Extracto del documento:
☆ ☆ ☆
El 8 de octubre de 1967, a las diez de la noche, desde el comando de la 8va. División del Ejército boliviano en la ciudad de Vallegrande pedían precisiones sobre qué destino le darían al Che Guevara. El guerrillero argentino, el insurgente más famoso del mundo había caído esa misma tarde en la quebrada del Churo y permanecía prisionero en la escuelita de La Higuera, a 7 kilómetros del lugar donde lo capturaron, en un poblado sumido en la oscuridad, con unas 30 casas separadas como un hachazo por una sola calle de tierra y una plaza precaria como eje. Su cárcel era un ranchito con techo de paja y afiches pegados a las paredes de adobe. Ya le habían curado la herida que recibió en combate en su pantorrilla derecha y lo habían despojado de todo lo que llevaba encima: dos relojes, dos pipas, un altímetro, una daga Solingen, 2.500 dólares y 20 mil pesos bolivianos, libros de historia y geografía de Bolivia, y hasta una ollita con huevos duros, su único alimento en los últimos y desesperados días. Le cuesta dormir por el asma y está vestido con harapos: una campera azul, sucia, y una camisa de fajina ya sin botones. En la otra punta del salón está Willy, el minero boliviano que había caído junto a él, y desparramados en el piso los cadáveres de Arturo, Antonio y Pacho, tres de sus hombres en el diezmado Ejército de Liberación Nacional, muertos.
☆ ☆ ☆
Datos a revisar:
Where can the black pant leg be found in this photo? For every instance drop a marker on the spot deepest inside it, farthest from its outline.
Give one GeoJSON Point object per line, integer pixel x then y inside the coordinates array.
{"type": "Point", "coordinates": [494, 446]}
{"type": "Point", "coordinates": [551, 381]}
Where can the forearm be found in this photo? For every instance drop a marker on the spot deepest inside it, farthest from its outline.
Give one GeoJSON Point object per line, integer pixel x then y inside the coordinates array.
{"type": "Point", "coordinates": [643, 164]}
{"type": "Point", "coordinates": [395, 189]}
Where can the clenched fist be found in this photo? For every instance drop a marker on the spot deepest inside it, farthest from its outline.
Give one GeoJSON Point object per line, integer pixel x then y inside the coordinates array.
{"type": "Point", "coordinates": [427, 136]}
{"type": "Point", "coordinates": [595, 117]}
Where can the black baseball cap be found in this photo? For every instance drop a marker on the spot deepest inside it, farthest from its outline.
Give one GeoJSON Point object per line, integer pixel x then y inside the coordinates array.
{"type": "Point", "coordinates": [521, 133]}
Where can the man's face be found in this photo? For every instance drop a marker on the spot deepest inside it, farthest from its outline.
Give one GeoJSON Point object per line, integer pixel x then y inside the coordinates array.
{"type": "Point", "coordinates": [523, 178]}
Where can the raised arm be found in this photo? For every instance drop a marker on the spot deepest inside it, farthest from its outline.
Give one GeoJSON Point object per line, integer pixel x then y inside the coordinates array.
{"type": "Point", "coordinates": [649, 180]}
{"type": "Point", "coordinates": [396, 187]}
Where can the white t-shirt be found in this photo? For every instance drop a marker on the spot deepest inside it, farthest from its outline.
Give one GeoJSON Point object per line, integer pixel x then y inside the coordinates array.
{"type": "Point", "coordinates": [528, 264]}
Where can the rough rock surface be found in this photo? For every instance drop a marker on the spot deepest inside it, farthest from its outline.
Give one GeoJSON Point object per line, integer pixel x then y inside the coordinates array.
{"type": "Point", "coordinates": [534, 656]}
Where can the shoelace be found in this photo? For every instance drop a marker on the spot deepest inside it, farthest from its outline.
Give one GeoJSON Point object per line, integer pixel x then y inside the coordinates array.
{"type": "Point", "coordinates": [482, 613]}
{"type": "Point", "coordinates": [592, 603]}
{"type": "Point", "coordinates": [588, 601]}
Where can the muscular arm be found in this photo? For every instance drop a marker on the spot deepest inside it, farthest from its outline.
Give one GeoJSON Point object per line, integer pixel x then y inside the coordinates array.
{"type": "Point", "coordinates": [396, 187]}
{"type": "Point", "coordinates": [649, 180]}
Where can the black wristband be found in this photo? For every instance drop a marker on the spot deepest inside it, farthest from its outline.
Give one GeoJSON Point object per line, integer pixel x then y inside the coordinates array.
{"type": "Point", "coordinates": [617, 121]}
☆ ☆ ☆
Tarea a realizar:
Según el extracto sobre la captura del Che Guevara, ¿a cuántos kilómetros del lugar donde lo capturaron estaba la escuelita de La Higuera?

Respuesta al problema:
A 7 kilómetros.